───── Supplied records

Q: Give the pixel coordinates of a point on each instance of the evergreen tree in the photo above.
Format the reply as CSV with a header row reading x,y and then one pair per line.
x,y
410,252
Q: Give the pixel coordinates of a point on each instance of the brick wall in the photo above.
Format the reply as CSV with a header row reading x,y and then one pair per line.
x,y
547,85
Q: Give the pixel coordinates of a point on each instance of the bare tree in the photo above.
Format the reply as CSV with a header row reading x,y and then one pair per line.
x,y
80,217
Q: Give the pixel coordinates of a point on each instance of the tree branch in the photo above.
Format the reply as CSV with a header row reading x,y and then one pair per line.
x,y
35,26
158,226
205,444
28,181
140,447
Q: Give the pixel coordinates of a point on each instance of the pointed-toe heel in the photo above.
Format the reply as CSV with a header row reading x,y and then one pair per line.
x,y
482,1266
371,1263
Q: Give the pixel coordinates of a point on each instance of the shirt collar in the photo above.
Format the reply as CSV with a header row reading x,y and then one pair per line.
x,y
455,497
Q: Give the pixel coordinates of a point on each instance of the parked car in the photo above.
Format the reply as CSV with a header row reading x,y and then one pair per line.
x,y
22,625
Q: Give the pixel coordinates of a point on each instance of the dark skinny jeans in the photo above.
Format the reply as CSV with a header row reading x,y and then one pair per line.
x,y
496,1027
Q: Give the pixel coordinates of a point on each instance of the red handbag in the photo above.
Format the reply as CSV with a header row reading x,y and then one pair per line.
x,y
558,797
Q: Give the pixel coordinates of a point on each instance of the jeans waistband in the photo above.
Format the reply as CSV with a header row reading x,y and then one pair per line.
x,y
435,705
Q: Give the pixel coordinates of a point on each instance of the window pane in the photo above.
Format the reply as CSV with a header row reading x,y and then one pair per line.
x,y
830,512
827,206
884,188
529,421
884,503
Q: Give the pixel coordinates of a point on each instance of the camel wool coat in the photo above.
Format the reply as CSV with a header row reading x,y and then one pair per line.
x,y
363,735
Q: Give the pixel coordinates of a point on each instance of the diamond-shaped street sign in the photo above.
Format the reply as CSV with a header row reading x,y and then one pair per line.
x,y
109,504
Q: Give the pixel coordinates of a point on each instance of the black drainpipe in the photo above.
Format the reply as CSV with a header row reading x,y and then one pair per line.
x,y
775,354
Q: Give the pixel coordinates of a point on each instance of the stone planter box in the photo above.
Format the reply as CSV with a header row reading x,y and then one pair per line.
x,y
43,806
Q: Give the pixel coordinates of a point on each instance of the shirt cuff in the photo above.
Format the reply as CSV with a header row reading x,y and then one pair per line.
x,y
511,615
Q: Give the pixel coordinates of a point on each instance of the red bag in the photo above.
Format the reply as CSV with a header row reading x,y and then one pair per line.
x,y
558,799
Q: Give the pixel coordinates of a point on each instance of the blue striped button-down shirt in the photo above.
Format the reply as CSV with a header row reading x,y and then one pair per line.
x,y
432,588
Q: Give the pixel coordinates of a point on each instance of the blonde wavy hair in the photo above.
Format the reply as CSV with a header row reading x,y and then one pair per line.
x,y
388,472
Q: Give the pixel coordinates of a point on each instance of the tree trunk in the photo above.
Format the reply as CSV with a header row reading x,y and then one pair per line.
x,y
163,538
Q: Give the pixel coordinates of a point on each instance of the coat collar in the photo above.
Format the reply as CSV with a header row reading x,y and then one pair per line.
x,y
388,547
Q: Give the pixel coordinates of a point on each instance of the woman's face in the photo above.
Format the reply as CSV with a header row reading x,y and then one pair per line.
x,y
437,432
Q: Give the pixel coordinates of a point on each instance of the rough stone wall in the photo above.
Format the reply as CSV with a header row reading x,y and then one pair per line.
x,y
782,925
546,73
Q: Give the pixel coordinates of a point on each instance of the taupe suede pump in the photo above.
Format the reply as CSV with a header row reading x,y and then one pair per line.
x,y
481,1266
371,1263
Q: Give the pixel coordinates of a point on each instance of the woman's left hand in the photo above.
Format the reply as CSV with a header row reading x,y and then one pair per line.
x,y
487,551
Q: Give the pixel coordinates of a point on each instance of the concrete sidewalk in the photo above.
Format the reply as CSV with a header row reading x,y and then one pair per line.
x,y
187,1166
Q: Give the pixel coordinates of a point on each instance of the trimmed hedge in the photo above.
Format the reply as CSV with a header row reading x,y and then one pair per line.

──────────

What is required: Across the data, pull every line containing the string "collar".

Solution to this task:
Q: Give the pixel coordinates of a point on each instance of the shirt collar in the photo above.
Q: Give the pixel coordinates of a point on each instance of the coat collar in the photo above.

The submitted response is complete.